*What the task asks*: After reading each line of the entries, give the number of lines that contain "target" and nothing else.

*Dataset*:
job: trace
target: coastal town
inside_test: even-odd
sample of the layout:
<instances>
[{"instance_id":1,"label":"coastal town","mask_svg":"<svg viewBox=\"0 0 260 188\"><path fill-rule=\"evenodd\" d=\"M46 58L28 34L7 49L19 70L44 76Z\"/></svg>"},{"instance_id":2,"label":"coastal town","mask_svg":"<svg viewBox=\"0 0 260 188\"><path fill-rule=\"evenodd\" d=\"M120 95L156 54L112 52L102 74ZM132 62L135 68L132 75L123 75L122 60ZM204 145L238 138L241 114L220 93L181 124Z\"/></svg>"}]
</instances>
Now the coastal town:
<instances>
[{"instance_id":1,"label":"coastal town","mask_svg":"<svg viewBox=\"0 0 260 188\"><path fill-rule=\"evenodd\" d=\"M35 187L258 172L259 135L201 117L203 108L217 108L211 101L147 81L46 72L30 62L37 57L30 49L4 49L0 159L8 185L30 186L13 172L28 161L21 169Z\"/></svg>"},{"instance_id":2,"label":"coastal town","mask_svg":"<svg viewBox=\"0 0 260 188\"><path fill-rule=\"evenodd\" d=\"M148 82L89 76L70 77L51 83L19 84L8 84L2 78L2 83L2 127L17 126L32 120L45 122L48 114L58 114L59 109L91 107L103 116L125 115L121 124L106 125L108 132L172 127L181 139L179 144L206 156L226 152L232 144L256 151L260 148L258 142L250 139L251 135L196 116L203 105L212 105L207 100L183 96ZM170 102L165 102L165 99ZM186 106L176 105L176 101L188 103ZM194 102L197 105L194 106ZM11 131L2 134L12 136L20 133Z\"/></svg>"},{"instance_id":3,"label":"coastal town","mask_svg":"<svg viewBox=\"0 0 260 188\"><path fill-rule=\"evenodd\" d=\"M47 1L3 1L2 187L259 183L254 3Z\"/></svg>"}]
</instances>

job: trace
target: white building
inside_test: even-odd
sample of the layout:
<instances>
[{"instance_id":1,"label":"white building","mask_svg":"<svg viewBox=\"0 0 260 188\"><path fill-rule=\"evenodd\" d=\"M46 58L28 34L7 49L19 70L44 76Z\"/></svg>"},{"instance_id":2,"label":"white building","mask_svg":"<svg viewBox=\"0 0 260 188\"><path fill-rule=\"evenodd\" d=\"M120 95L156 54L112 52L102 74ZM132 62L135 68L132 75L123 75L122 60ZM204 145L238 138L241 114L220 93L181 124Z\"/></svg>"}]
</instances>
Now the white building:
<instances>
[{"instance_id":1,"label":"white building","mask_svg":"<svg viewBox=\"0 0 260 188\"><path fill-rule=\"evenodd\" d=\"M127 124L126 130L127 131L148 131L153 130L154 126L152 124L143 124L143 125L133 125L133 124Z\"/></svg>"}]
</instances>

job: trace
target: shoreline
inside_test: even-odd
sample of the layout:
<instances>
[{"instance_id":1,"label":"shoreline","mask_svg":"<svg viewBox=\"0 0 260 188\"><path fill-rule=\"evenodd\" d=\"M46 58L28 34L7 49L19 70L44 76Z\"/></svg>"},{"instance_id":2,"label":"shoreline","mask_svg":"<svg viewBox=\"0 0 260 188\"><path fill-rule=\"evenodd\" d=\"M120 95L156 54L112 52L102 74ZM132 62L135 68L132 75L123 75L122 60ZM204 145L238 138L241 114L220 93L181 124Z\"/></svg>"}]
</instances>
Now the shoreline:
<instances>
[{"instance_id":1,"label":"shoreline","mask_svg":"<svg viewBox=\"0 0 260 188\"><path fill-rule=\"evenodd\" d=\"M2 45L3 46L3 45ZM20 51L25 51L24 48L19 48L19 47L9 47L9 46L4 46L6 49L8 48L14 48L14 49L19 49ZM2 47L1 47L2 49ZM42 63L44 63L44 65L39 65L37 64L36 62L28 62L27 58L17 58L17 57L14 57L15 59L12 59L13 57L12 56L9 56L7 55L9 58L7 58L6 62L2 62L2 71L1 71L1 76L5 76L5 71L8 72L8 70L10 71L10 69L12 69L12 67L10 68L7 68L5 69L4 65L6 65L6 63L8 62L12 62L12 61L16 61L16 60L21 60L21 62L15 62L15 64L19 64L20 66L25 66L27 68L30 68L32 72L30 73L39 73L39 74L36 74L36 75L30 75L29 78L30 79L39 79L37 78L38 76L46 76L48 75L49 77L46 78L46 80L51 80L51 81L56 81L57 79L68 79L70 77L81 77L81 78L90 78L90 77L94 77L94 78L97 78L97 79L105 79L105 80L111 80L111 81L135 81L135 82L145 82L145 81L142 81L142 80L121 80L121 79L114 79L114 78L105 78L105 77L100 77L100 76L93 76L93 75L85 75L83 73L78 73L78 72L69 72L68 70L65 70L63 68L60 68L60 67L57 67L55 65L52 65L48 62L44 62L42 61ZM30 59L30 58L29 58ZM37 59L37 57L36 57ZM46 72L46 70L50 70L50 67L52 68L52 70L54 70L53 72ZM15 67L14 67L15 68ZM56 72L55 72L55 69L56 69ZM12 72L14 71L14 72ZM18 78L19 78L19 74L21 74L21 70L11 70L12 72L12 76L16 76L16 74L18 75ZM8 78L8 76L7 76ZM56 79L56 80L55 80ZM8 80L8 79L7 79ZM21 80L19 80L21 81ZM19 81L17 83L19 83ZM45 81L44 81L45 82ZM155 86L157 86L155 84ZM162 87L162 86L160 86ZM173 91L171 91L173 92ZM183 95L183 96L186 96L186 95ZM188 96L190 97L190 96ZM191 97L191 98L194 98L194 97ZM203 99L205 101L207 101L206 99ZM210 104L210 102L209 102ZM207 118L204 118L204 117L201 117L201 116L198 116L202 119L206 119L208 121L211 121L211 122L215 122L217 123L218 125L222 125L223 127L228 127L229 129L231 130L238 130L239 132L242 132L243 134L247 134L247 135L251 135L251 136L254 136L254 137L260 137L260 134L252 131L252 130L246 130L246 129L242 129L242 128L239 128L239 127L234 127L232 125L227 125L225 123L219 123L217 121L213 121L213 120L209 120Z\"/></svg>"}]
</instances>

*Output for this exercise*: 3